Print the data below exactly, but only the lines from the one containing "Query: building with tiled roof" down to the one containing "of the arched", inclusive.

Dataset entries
_ _ _ _ _
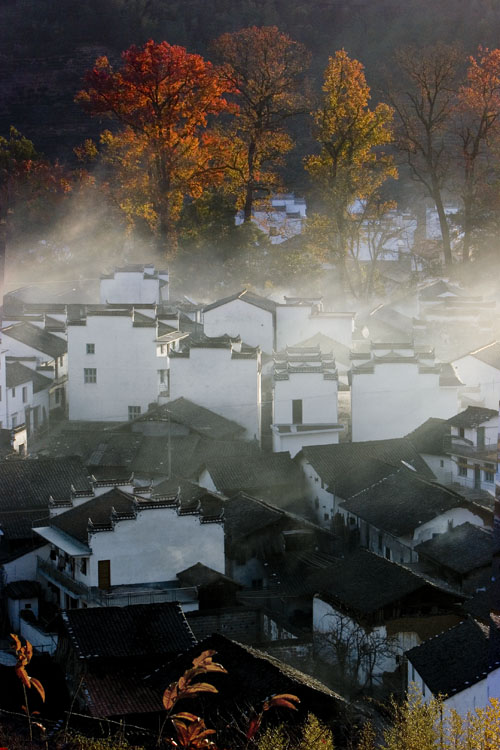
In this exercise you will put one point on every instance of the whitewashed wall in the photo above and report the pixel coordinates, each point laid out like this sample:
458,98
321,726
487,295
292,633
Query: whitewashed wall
230,387
154,547
127,368
239,318
396,399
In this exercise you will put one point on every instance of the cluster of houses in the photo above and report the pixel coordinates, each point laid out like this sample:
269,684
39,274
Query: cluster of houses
283,479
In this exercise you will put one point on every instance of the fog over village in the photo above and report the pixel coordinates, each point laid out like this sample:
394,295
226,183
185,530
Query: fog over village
249,374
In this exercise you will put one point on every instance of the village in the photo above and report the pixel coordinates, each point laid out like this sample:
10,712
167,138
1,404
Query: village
305,489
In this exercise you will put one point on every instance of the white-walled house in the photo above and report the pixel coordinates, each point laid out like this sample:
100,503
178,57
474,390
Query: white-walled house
300,318
473,448
367,611
27,395
121,548
135,284
403,510
479,370
244,314
396,387
221,374
281,217
335,472
44,351
118,362
462,665
305,394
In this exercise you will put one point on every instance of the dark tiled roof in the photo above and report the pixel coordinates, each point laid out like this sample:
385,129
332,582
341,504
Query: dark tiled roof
119,694
100,511
17,374
37,339
123,632
365,582
200,419
262,471
246,296
454,660
22,590
401,502
349,468
30,483
462,549
432,437
489,354
251,677
473,416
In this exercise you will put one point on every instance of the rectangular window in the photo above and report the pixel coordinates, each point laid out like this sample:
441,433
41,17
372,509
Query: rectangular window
134,412
297,411
89,375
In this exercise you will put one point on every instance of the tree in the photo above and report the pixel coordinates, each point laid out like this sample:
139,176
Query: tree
478,128
162,98
28,183
350,168
425,108
264,67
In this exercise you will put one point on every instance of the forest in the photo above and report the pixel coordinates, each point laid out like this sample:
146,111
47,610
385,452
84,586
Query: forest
84,181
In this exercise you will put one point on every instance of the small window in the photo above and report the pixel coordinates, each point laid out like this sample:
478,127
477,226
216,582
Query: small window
297,411
134,412
89,375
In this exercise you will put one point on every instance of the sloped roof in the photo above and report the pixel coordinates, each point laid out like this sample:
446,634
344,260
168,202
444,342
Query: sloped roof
365,582
252,676
261,471
349,468
28,484
462,549
124,632
37,338
489,354
401,502
454,660
432,437
200,419
472,417
246,296
17,374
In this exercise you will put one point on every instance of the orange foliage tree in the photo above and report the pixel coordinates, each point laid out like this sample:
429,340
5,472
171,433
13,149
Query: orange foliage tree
162,98
478,132
265,68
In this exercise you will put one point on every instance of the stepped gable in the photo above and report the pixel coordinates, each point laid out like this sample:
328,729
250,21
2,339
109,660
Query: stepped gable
37,338
30,484
138,630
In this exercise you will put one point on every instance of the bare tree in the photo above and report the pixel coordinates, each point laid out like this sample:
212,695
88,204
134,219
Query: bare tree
424,100
357,651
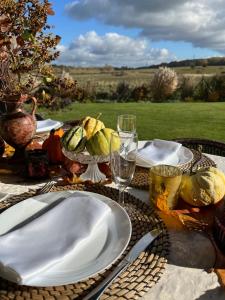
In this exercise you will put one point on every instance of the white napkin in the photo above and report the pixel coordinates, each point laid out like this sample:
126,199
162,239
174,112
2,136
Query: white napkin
27,251
159,152
47,125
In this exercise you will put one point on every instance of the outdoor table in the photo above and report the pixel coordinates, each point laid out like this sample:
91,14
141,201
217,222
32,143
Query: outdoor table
191,255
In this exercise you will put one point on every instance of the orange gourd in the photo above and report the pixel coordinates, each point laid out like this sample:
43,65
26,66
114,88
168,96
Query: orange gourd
53,147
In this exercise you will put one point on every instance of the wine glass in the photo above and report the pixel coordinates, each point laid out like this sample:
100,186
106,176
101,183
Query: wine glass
126,123
123,151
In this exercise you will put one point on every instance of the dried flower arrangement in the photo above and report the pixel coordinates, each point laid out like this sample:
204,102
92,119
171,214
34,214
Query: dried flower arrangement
26,46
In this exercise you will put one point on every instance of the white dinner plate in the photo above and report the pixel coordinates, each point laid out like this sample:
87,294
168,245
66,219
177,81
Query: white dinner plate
185,155
47,125
101,251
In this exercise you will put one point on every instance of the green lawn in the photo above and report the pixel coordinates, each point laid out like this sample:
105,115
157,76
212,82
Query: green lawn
164,120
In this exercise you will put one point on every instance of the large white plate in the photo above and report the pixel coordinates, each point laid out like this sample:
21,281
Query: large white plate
47,125
100,252
185,155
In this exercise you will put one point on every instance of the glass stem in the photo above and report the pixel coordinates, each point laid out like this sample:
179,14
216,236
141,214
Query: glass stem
121,195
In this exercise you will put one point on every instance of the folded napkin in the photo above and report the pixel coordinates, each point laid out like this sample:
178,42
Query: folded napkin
41,242
47,124
159,152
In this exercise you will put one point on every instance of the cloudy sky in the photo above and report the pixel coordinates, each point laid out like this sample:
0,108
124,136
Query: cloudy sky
138,32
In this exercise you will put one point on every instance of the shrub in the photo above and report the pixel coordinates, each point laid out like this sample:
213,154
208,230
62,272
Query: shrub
186,88
122,93
140,93
163,84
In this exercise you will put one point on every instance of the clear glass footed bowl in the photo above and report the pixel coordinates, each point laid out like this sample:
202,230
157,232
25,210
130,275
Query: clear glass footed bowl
92,172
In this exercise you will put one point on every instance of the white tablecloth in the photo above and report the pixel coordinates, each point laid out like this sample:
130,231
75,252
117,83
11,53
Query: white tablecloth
191,255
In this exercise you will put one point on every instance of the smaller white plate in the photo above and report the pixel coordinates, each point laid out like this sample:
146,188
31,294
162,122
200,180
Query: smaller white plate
47,125
185,156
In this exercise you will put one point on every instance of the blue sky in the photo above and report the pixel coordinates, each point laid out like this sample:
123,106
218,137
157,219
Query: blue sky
137,33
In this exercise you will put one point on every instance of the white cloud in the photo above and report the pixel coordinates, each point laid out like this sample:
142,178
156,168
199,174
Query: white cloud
201,22
92,49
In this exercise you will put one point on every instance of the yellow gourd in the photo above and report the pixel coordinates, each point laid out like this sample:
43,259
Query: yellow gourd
206,186
92,125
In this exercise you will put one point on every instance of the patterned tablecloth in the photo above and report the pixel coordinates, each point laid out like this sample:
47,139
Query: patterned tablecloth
191,255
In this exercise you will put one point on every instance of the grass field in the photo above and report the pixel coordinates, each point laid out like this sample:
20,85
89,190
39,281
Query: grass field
102,80
164,120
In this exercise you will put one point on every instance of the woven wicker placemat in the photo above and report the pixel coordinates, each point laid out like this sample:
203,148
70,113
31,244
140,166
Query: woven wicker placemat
132,284
140,179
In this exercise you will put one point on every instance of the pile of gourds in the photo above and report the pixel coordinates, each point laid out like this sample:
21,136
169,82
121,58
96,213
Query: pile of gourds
204,187
90,134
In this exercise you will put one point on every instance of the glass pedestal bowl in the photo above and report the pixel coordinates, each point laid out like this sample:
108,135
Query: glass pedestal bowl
92,172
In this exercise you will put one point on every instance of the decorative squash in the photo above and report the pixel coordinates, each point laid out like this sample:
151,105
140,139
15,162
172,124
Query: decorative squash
74,139
53,147
99,144
206,186
2,146
59,132
92,125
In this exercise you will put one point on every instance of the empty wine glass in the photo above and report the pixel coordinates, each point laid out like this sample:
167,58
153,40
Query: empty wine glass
123,151
126,123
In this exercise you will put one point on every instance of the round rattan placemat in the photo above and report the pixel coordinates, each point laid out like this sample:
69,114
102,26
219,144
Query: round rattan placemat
132,284
140,179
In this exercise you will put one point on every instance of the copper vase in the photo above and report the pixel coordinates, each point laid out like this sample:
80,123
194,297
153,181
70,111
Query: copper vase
17,127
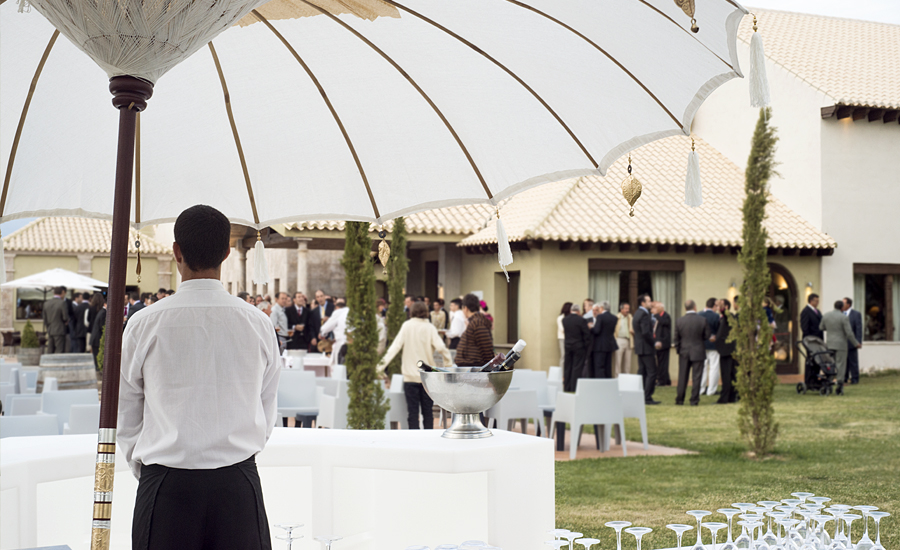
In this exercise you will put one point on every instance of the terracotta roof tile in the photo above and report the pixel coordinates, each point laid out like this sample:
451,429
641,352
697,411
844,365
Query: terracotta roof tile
76,236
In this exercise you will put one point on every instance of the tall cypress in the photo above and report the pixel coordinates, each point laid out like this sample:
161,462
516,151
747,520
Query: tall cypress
367,403
398,268
756,376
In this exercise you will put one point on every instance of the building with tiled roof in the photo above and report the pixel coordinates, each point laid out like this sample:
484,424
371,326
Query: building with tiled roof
835,88
80,245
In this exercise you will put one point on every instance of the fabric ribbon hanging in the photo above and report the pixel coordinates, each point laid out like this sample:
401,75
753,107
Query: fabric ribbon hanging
260,267
759,82
504,252
693,188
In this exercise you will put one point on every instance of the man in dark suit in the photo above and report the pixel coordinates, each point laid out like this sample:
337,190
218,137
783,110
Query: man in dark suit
811,317
79,326
321,311
644,347
726,355
662,342
577,344
604,333
691,335
298,320
855,318
56,320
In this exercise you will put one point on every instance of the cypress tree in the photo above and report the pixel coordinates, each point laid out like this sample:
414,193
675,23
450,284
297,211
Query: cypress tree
398,267
756,376
367,403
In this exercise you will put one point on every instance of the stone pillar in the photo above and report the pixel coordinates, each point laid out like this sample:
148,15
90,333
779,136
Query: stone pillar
164,271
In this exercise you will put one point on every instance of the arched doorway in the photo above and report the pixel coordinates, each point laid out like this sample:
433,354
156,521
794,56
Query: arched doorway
784,295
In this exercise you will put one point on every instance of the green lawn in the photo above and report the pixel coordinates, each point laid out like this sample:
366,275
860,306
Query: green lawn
847,448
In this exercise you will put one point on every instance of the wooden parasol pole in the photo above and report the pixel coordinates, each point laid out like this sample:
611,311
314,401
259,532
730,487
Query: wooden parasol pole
130,96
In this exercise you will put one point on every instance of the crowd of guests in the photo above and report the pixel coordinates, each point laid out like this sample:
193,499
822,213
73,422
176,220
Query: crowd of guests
597,343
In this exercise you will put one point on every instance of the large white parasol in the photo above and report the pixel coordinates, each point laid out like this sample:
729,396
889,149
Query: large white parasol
331,109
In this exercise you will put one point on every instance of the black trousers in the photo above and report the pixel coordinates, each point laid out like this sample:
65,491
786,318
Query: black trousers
416,397
852,365
573,368
729,374
662,368
647,369
218,509
695,369
602,364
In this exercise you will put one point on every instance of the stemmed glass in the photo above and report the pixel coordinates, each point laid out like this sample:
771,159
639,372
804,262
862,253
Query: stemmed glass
877,516
638,532
698,515
587,543
331,539
618,525
714,527
729,513
865,543
288,536
679,529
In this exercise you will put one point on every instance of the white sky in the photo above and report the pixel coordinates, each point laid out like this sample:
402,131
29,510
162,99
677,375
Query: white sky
884,11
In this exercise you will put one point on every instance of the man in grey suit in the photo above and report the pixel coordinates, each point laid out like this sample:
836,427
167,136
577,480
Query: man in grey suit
691,335
855,318
56,320
838,337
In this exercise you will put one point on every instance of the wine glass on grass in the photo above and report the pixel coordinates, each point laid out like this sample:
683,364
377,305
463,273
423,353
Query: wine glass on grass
638,532
698,515
618,525
714,527
679,529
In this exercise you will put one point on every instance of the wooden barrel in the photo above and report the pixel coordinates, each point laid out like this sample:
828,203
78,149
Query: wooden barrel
73,371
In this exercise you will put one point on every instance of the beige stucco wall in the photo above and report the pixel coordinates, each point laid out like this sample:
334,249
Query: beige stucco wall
551,277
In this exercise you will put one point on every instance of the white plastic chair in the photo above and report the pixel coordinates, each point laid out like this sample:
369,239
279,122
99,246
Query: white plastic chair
83,419
28,379
23,426
297,394
60,402
24,404
595,402
333,408
631,389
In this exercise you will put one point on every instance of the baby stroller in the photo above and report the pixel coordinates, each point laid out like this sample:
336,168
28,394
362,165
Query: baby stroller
820,367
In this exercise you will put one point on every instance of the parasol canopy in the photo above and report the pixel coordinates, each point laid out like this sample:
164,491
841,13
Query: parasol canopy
56,277
365,115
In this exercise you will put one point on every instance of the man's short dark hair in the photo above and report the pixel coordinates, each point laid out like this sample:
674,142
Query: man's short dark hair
203,234
471,302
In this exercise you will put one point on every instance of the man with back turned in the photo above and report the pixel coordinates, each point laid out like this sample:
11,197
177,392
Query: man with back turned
197,402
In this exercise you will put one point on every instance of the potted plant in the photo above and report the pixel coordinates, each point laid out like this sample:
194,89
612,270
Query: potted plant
30,348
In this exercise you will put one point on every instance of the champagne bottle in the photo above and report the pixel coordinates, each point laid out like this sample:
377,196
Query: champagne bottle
508,362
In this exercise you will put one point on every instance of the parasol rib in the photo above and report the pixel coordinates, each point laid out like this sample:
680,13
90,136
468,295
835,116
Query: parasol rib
237,137
601,50
505,69
15,147
657,10
337,119
414,85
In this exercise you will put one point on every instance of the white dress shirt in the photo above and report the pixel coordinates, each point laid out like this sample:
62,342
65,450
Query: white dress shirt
199,380
457,324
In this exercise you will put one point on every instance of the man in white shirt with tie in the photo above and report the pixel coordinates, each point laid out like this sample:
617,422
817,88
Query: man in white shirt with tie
197,402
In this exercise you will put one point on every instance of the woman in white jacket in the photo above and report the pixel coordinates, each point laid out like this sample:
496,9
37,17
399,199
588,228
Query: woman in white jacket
419,341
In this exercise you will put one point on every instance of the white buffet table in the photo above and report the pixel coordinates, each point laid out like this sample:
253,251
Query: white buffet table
380,490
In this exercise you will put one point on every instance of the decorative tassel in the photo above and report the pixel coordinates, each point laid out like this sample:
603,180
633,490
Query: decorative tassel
504,253
693,189
260,268
759,82
2,262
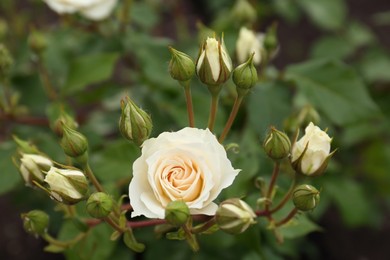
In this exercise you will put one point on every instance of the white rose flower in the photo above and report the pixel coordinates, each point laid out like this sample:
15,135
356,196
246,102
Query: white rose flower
214,64
247,43
315,157
189,165
91,9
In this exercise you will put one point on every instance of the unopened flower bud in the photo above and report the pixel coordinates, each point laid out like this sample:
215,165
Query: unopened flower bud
245,76
6,62
177,213
64,119
37,42
66,186
277,145
35,222
73,142
99,205
243,12
134,124
306,197
181,66
32,168
214,65
234,216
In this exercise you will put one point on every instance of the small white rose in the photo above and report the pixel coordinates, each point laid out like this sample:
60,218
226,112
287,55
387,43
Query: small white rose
317,151
91,9
189,165
247,43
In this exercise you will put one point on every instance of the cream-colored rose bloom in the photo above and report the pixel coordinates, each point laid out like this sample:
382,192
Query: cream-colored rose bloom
189,165
91,9
318,149
247,43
_ _ _ _ _
Task response
Query: building with tiled roof
835,88
80,245
In this exercise you will put one point on every instance of the fabric ribbon hanging in the photo above and report the pixel coordinates, each point laid out like this sample:
401,75
753,107
Query: fabric ribbon hanging
260,267
759,82
504,252
693,188
In this exercise you will put one point on every instance of the man in dark suit in the photo above and report the pixel coordinates, each point laid out like this sample:
337,190
218,137
783,110
Query: man in dark suit
811,317
79,326
321,311
644,347
726,355
662,342
577,344
604,333
691,335
298,320
855,318
56,320
In this exercise you will put one point on every instance of the cypress tree in the photo above and report the pixel coordinates, each point laid out like this sample:
414,193
675,23
450,284
297,211
Query: cypress tree
398,267
756,376
367,403
In this exercise you will put one point on every instance of the stone pillar in the photo above and report the pixel coordinates, each point laid out like this sample:
148,15
90,333
779,136
Query: stone pillar
164,271
In this exercise you will put one point on every instance of the arched doorway in the photo above and report the pixel coordinates, each point laid out like this sample:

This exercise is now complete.